# PROVIDED DATA:
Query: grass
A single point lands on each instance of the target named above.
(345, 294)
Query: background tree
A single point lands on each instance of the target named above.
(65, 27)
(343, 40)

# INSTRUCTIONS FOR THE TASK:
Set down exactly what runs from the line containing "Query: background tree" through the last line above, both lines included.

# OUTPUT BELOW:
Query: background tree
A single point lands on each instance of the target named above.
(65, 27)
(343, 40)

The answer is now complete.